** start Data for the task **
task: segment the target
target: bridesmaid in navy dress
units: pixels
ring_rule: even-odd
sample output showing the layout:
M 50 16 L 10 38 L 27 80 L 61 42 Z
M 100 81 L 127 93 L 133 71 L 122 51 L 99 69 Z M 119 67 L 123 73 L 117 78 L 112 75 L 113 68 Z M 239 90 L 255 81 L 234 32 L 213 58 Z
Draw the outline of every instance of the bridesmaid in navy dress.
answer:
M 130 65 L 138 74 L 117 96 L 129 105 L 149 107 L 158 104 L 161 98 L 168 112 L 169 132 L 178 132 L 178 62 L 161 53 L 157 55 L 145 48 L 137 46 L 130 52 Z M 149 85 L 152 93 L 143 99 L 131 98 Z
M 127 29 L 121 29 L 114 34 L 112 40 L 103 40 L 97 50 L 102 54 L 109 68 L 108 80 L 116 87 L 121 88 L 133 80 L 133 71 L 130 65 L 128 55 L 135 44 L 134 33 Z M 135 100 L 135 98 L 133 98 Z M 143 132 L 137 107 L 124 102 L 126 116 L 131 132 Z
** end Data for the task **
◆ **Short task**:
Copy every one of the items above, swapping each "navy" for "emerald" and leaving all else as it is.

◆ **Answer for the task**:
task: segment the target
target: bridesmaid in emerald dress
units: pixels
ring_rule: even-odd
sample output showing the layout:
M 50 16 L 10 38 L 27 80 L 61 42 Z
M 100 81 L 127 93 L 133 71 L 122 51 L 99 69 Z M 119 67 L 123 73 L 117 78 L 112 75 L 113 68 Z M 239 90 L 255 81 L 234 32 L 213 58 Z
Draw the outline of every instance of the bridesmaid in emerald dress.
answer:
M 130 65 L 138 74 L 117 96 L 129 105 L 149 107 L 158 104 L 161 98 L 168 112 L 169 132 L 178 132 L 178 62 L 161 53 L 157 55 L 145 48 L 137 46 L 130 52 Z M 149 85 L 152 93 L 143 99 L 131 98 Z
M 127 29 L 121 29 L 114 34 L 112 40 L 103 40 L 97 50 L 102 54 L 109 68 L 108 80 L 116 87 L 121 88 L 133 80 L 133 71 L 130 65 L 128 55 L 135 44 L 134 33 Z M 135 100 L 135 98 L 133 98 Z M 143 132 L 137 107 L 124 102 L 126 116 L 131 132 Z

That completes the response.